Information provided:
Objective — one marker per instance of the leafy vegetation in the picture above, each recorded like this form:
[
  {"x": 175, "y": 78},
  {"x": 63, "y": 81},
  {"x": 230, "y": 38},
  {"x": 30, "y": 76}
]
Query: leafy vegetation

Task directions: Convert every line of the records above into a Markdown table with the columns Row and Record line, numbering each row and skipping any blank lines.

Completed exercise:
| Row | Record line |
|---|---|
| 1 | Objective — one marker per instance of the leafy vegetation in the picture above, each recorded like this form: |
| 2 | [ |
| 3 |   {"x": 175, "y": 78}, |
| 4 |   {"x": 63, "y": 81}, |
| 5 |   {"x": 230, "y": 38}, |
| 6 |   {"x": 30, "y": 76} |
| 7 | ] |
| 8 | Query: leafy vegetation |